— Work order —
Below are some records; retype all of them exactly.

····················

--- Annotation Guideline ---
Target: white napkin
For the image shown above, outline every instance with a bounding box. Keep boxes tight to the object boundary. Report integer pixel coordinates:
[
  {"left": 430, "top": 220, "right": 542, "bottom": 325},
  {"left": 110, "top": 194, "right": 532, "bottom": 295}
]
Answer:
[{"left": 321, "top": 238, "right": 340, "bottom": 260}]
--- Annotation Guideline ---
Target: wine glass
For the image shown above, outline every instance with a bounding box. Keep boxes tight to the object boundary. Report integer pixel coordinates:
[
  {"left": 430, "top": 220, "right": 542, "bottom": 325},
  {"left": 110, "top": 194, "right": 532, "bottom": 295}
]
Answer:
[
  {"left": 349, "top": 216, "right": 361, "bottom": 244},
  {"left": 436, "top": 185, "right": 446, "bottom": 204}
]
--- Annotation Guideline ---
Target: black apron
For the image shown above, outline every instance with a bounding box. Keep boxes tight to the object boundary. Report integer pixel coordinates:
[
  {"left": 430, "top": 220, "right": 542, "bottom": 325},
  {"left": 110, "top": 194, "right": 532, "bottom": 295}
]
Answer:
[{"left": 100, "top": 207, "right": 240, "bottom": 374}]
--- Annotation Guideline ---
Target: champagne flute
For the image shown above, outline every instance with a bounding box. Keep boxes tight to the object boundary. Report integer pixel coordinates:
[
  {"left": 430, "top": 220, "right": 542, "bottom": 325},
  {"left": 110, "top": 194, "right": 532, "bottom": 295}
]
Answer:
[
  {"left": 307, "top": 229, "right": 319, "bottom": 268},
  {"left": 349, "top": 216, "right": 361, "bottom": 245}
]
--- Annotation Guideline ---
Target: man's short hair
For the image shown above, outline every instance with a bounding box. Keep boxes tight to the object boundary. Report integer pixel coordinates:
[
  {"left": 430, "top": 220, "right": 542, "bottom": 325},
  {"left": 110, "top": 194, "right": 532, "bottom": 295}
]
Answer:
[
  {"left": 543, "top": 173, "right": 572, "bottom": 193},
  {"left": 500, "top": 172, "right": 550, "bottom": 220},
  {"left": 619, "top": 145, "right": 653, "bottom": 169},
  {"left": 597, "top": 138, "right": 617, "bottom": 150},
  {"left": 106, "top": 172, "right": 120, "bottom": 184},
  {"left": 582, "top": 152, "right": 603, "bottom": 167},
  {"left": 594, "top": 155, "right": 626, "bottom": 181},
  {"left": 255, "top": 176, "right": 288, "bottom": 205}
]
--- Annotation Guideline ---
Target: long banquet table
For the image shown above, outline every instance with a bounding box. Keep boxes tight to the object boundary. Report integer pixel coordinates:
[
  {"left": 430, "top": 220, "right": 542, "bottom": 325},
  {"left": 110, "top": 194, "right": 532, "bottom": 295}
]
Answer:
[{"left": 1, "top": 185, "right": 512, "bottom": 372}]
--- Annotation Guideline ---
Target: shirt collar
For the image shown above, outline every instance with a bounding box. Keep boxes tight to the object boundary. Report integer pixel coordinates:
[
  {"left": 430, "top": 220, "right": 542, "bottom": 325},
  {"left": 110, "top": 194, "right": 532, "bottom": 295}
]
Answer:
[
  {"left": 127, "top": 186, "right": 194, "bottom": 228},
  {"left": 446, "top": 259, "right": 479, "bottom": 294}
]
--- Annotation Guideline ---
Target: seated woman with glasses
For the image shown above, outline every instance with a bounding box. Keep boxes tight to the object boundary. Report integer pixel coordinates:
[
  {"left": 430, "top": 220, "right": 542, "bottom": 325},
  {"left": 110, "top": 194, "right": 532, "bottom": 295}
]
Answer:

····················

— Expected answer —
--- Annotation Guideline ---
Target: white napkin
For the image shown above, outline every instance with a bounding box. Keep boxes tight to the object boundary. Report integer pixel coordinates:
[
  {"left": 430, "top": 220, "right": 542, "bottom": 325},
  {"left": 110, "top": 194, "right": 532, "bottom": 295}
]
Answer:
[{"left": 321, "top": 238, "right": 340, "bottom": 260}]
--- Annotation Guideline ---
Target: wine glass
For the image shown above, outline every instance with a bounding box. Keep boxes tight to the object boundary. Report integer pixel coordinates:
[
  {"left": 430, "top": 220, "right": 542, "bottom": 325},
  {"left": 110, "top": 194, "right": 532, "bottom": 295}
]
Answer:
[
  {"left": 349, "top": 216, "right": 361, "bottom": 244},
  {"left": 436, "top": 185, "right": 446, "bottom": 204}
]
--- Annotation Guideline ---
Target: black apron
For the image shown above, outline every instance with a bounding box. Keep boxes tight to the object boundary. Report integer pixel coordinates:
[
  {"left": 430, "top": 220, "right": 542, "bottom": 325},
  {"left": 110, "top": 194, "right": 532, "bottom": 295}
]
Answer:
[{"left": 100, "top": 207, "right": 240, "bottom": 374}]
--- Annotation Guideline ---
Target: champagne flute
For the image shown above, outline every instance with a bounding box. Keep boxes tight to the object boundary. Report integer pixel coordinates:
[
  {"left": 430, "top": 220, "right": 542, "bottom": 325},
  {"left": 110, "top": 194, "right": 532, "bottom": 295}
]
Answer:
[
  {"left": 307, "top": 229, "right": 319, "bottom": 268},
  {"left": 349, "top": 216, "right": 361, "bottom": 245}
]
--- Annotation Guideline ---
Target: man's short hair
For the image shown above, outline every instance with a bounding box. Keep boxes tight to the object boundary. Report integer pixel coordinates:
[
  {"left": 430, "top": 220, "right": 542, "bottom": 325},
  {"left": 110, "top": 194, "right": 532, "bottom": 295}
]
Answer:
[
  {"left": 543, "top": 173, "right": 572, "bottom": 193},
  {"left": 500, "top": 172, "right": 550, "bottom": 220},
  {"left": 619, "top": 145, "right": 653, "bottom": 169},
  {"left": 597, "top": 138, "right": 617, "bottom": 150},
  {"left": 106, "top": 172, "right": 120, "bottom": 184},
  {"left": 582, "top": 152, "right": 603, "bottom": 167},
  {"left": 594, "top": 155, "right": 626, "bottom": 181},
  {"left": 255, "top": 176, "right": 288, "bottom": 205}
]
--- Annotation Guideline ---
Target: long banquet table
For the image shown above, outline every instance with a bounding box. Keep boxes tight to the object boundary. Report integer pixel coordinates:
[
  {"left": 430, "top": 220, "right": 542, "bottom": 325},
  {"left": 110, "top": 194, "right": 532, "bottom": 295}
]
Answer:
[{"left": 1, "top": 185, "right": 512, "bottom": 372}]
--- Annotation Guideline ---
Target: shirt collar
For the image shown above, outline every instance with a bounding box. Keep boxes tight to the object boundary. Report integer pixel coordinates:
[
  {"left": 430, "top": 220, "right": 542, "bottom": 325},
  {"left": 110, "top": 194, "right": 532, "bottom": 295}
]
Answer:
[
  {"left": 127, "top": 186, "right": 194, "bottom": 228},
  {"left": 446, "top": 259, "right": 479, "bottom": 294}
]
--- Annotation Guideline ---
Target: seated woman with glasses
For the image shown above, outline every instance with a bounding box. Keep boxes tight to the object boundary. Report integer pixel coordinates:
[
  {"left": 430, "top": 220, "right": 542, "bottom": 325},
  {"left": 110, "top": 194, "right": 532, "bottom": 295}
]
Answer:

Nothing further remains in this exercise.